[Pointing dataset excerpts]
— start —

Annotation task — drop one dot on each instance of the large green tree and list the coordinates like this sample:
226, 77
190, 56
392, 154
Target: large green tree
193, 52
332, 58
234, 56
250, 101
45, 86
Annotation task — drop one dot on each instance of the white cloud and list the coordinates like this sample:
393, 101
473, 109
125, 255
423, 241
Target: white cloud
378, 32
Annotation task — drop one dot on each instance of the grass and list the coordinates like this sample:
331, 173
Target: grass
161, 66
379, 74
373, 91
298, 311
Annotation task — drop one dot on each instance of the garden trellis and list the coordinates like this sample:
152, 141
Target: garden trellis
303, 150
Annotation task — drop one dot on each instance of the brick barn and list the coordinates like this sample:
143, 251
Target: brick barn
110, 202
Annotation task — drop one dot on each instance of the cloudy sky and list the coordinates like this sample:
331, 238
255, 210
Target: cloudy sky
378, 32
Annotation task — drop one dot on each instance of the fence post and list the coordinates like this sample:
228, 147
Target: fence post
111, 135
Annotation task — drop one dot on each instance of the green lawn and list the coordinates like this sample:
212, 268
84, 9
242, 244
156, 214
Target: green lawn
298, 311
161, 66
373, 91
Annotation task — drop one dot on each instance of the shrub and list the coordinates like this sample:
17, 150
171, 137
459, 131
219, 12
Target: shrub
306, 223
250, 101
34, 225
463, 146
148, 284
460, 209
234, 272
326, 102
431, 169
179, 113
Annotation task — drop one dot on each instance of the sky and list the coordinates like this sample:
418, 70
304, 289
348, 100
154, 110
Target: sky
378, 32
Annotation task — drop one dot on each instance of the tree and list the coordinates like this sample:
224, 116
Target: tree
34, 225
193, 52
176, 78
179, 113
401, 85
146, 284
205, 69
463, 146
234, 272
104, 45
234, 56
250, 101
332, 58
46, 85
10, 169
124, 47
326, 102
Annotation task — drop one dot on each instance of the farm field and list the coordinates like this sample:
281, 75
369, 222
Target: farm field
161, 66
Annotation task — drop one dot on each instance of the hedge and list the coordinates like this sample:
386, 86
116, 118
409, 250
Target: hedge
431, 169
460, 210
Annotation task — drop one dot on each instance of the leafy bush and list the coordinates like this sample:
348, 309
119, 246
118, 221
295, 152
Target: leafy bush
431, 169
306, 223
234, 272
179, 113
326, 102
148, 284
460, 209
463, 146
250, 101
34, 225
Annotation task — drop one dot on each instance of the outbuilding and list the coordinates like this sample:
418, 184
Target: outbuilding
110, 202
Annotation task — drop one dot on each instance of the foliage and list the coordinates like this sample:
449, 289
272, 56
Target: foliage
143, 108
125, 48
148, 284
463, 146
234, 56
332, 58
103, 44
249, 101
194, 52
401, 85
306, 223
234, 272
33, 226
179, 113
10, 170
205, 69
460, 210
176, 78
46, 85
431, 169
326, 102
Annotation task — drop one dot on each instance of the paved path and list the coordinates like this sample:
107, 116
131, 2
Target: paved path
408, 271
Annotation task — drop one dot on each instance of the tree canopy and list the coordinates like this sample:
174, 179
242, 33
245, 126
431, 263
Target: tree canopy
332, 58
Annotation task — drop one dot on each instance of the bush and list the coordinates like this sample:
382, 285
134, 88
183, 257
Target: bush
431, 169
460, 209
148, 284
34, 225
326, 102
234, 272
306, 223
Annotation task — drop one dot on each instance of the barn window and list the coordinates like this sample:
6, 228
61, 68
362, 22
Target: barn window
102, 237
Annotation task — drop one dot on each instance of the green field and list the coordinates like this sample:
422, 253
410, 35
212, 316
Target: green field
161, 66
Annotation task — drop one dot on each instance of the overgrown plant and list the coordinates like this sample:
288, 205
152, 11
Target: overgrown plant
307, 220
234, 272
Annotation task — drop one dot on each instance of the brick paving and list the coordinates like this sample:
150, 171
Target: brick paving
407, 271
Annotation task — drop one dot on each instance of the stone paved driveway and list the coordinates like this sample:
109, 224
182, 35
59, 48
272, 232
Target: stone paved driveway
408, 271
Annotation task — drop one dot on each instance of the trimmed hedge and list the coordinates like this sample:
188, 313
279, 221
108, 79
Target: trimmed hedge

— end —

Written problem: Write out every record shown above, word for word.

Response to the exercise:
Annotation task — drop one dot on each instance of the large green tree and list the coordinates like this sample:
226, 77
190, 56
392, 154
Target: large green tree
193, 52
332, 58
234, 56
250, 101
45, 86
Annotation task — drop one dot on each instance of the white cloud and list the coordinates like this sample:
393, 101
473, 109
125, 255
423, 241
Target: white cloud
378, 32
Annotation task — drop one dot on each instance of the grass and list the coordinates like this sample:
331, 173
Target: grass
161, 66
379, 74
373, 91
298, 311
Annotation task — drop one dot on each instance of the garden trellis and list the coordinates like this sample:
152, 141
Target: garden trellis
303, 150
Annotation task — drop one dot on each instance of the brick barn and list the coordinates like this sample:
143, 251
Target: brick barn
110, 202
Annotation task — drop one dot on each instance of the cloudy sky and list the coordinates like this sample:
331, 238
255, 210
Target: cloudy sky
378, 32
Annotation task — drop one dot on each instance of the fence post and list the coordinates like this sample:
228, 147
Target: fence post
111, 135
Annotation task — drop one dot on each instance of the green lawn and list the coordinates like this sample:
212, 268
84, 9
242, 244
156, 214
Target: green lawn
298, 311
161, 66
373, 91
Annotation task — drop one dot on each instance of the shrub and list the coordinates like this sample:
17, 150
171, 137
459, 131
219, 12
Target: shrub
306, 223
250, 101
34, 225
463, 146
148, 284
460, 209
234, 272
326, 102
431, 169
179, 113
Annotation task — drop one dot on each instance of the sky and list the coordinates like this sample:
418, 70
304, 289
348, 100
154, 110
Target: sky
378, 32
Annotation task — drop one dot on each instance of the tree and list the coordinates like this sample:
224, 116
Target: tree
34, 225
193, 52
176, 78
179, 113
401, 85
146, 284
205, 69
463, 146
234, 272
104, 45
234, 56
250, 101
332, 58
46, 85
10, 169
124, 47
326, 102
Annotation task — drop one dot on each instance of the farm field and list the coordinates like this sample:
281, 75
369, 222
Target: farm field
161, 66
Annotation task — drop one dot on each instance of the hedge and list the coordinates like this sample:
386, 86
116, 118
409, 250
Target: hedge
431, 169
460, 210
Annotation task — drop one dot on each instance of the leafy bush and list the coordinates like this sample:
348, 309
119, 246
118, 221
295, 152
Target: leafy bush
431, 169
306, 223
234, 272
179, 113
326, 102
148, 284
460, 209
463, 146
250, 101
34, 225
Annotation task — drop one dot on each instance of the outbuilding and list the coordinates like this sample:
418, 184
Target: outbuilding
110, 202
Annotation task — drop one dot on each instance of the foliage and list the coordinates like this sample:
449, 289
272, 56
Target: foliage
143, 108
125, 48
148, 284
463, 146
234, 56
332, 58
103, 44
249, 101
194, 52
401, 85
306, 223
234, 272
33, 226
179, 113
10, 170
205, 69
460, 210
176, 78
46, 85
431, 169
326, 102
Annotation task — drop one dot on each instance of the paved path and list the coordinates like this sample:
107, 116
131, 2
Target: paved path
408, 271
Annotation task — drop one dot on each instance of the tree canopy and list the coordinates like this sample:
174, 179
242, 33
245, 126
431, 263
Target: tree canopy
332, 58
Annotation task — drop one dot on each instance of the bush and list the coordinates like this sample:
382, 285
134, 88
183, 257
Target: bush
431, 169
460, 209
148, 284
34, 225
326, 102
234, 272
306, 223
Annotation task — drop one dot on each instance of the barn window and list the coordinates like this sample:
6, 228
61, 68
362, 22
Target: barn window
102, 237
Annotation task — drop one dot on each instance of the green field and list the coordinates like this sample:
422, 253
410, 35
212, 316
Target: green field
161, 66
Annotation task — drop one dot on each instance of the overgrown plant and list the coordinates like this sample:
288, 205
152, 11
Target: overgrown plant
307, 220
234, 272
Annotation task — drop one dot on each instance of the brick paving and list the coordinates like this sample:
150, 171
Target: brick paving
407, 271
Annotation task — drop one dot on each instance of the stone paved driveway and list the coordinates like this sample:
109, 224
182, 35
59, 48
272, 232
Target: stone paved driveway
408, 271
Annotation task — drop one dot on each instance of the trimmed hedge and list the coordinates like this sample:
188, 313
279, 221
108, 79
Target: trimmed hedge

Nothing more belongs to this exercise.